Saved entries
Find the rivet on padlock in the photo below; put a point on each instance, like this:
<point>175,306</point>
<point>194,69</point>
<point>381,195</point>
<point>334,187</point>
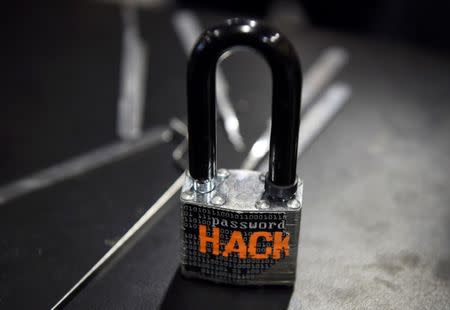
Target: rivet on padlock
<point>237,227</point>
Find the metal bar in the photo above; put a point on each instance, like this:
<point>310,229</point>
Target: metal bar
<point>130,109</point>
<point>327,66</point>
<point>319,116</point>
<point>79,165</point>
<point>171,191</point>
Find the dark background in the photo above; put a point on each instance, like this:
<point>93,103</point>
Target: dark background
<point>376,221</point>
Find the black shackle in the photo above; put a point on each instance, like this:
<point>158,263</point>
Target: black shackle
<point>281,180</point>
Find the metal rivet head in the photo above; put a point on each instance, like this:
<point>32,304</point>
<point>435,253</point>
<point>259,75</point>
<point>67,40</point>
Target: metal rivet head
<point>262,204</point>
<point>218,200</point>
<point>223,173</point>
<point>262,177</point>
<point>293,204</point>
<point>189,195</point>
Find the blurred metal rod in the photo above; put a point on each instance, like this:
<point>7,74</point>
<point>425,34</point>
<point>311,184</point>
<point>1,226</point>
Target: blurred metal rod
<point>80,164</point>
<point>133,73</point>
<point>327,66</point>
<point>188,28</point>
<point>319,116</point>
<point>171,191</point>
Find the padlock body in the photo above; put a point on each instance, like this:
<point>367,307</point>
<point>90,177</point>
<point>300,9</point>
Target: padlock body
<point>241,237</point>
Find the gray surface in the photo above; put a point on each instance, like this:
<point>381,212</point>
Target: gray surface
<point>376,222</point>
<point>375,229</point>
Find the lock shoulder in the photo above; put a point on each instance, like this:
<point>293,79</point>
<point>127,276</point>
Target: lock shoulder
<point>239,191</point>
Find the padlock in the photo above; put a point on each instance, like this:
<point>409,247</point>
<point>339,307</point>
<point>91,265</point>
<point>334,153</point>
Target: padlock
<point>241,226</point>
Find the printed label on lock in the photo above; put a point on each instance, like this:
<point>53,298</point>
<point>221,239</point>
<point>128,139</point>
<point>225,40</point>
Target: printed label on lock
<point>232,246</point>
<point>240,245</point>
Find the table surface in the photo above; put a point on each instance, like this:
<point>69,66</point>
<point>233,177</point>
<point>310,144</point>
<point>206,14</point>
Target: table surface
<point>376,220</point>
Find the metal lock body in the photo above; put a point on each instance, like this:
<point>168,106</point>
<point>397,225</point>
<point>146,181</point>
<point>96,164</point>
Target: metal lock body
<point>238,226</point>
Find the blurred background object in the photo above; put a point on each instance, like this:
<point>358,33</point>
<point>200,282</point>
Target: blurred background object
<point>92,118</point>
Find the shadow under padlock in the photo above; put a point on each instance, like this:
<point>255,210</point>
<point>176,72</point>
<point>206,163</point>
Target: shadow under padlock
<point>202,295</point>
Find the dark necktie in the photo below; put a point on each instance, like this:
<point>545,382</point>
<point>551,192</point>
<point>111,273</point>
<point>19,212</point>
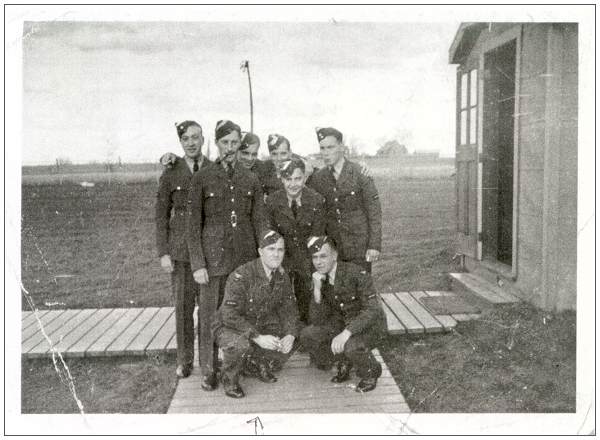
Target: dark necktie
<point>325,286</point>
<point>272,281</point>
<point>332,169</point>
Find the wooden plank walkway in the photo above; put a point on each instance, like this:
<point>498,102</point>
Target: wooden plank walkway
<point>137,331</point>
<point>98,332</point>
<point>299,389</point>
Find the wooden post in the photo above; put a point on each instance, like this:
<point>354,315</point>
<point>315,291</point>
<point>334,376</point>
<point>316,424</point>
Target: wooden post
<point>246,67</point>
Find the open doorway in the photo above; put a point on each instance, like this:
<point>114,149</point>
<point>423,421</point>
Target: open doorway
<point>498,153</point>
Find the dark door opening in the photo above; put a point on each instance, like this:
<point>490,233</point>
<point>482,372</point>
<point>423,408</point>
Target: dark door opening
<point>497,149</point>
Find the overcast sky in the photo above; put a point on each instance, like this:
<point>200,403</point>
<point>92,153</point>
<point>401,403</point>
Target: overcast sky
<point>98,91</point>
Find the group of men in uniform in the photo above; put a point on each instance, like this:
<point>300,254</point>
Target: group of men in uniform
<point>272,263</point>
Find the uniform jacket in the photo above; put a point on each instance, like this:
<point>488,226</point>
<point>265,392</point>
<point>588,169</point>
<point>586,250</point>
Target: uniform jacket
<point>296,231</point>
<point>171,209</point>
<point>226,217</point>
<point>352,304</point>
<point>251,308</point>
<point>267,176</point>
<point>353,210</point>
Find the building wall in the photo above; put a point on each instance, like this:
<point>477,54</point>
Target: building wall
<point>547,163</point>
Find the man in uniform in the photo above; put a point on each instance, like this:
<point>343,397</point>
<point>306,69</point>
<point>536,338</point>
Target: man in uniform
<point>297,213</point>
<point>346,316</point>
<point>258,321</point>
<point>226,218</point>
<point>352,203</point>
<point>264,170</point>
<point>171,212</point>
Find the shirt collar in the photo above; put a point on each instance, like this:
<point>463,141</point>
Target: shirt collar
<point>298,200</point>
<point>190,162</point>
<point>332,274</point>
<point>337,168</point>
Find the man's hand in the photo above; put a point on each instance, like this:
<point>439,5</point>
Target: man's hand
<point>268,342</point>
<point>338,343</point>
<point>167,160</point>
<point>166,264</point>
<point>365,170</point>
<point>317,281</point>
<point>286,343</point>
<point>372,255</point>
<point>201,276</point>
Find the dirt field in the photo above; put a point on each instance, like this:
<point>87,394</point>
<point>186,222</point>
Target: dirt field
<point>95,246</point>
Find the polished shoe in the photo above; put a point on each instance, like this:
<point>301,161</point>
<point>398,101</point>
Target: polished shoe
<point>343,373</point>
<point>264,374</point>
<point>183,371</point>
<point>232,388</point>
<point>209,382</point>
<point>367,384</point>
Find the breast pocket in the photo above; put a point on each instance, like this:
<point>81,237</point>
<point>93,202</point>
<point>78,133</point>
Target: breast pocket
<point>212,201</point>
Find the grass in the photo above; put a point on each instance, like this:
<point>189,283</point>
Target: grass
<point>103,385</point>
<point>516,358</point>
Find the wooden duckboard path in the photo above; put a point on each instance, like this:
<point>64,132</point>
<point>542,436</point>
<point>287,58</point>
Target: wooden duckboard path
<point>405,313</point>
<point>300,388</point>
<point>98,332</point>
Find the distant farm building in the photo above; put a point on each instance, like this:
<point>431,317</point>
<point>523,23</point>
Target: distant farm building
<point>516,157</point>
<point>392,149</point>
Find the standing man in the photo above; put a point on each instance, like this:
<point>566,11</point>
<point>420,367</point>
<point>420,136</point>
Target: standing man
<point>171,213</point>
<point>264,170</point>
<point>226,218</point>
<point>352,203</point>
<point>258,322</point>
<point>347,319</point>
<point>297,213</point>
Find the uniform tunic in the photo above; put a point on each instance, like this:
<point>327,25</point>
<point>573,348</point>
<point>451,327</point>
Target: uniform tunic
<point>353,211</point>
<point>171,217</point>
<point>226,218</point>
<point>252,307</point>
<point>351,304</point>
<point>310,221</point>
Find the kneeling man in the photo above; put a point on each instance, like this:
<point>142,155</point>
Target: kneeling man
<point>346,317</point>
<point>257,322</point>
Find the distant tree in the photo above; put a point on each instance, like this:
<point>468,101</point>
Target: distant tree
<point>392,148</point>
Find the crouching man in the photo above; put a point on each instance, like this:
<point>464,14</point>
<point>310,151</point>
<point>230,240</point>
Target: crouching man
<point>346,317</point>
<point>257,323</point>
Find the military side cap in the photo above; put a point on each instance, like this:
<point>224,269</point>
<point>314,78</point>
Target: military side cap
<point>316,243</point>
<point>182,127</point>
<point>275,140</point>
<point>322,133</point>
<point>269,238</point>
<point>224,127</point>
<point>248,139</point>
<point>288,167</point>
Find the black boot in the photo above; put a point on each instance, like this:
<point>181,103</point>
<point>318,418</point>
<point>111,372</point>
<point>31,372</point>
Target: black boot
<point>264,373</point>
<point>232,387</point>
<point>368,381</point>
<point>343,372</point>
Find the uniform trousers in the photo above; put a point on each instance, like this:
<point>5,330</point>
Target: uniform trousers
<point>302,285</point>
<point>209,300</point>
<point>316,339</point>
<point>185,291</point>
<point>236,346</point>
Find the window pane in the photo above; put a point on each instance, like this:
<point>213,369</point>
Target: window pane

# TASK PROMPT
Write out the lines above from the one containing "<point>451,327</point>" through the last, exactly as they are.

# RESULT OF THIS EXERCISE
<point>451,327</point>
Target: uniform tunic
<point>353,211</point>
<point>171,217</point>
<point>226,218</point>
<point>252,307</point>
<point>351,304</point>
<point>310,221</point>
Find the kneeling man in the photo above; put a point on each instance, like this:
<point>142,155</point>
Target: kneeling man
<point>346,317</point>
<point>257,322</point>
Find the distant tree in the photo above; put a point on each instance, like this:
<point>468,101</point>
Target: distant tree
<point>392,148</point>
Find the crouching man in the photo above; put a point on each instance, like this:
<point>464,14</point>
<point>310,151</point>
<point>230,240</point>
Target: crouching man
<point>346,317</point>
<point>257,323</point>
Find the military side cap in the photo above; put a point on each instance, like this:
<point>224,269</point>
<point>314,78</point>
Target: military side cap
<point>316,243</point>
<point>182,127</point>
<point>275,140</point>
<point>322,133</point>
<point>269,238</point>
<point>224,127</point>
<point>248,139</point>
<point>288,167</point>
Find the black boot in the photo above; put a point on each instance, like this:
<point>181,103</point>
<point>318,418</point>
<point>111,372</point>
<point>31,372</point>
Target: black boot
<point>264,373</point>
<point>232,387</point>
<point>368,381</point>
<point>343,372</point>
Find the uniform trousers in the photo above; put a point on each instance, like this:
<point>5,330</point>
Target: uniform trousers
<point>302,285</point>
<point>209,300</point>
<point>316,339</point>
<point>185,291</point>
<point>236,346</point>
Find the window pane in the photo above; put a point on each instance, like this:
<point>213,369</point>
Target: window pane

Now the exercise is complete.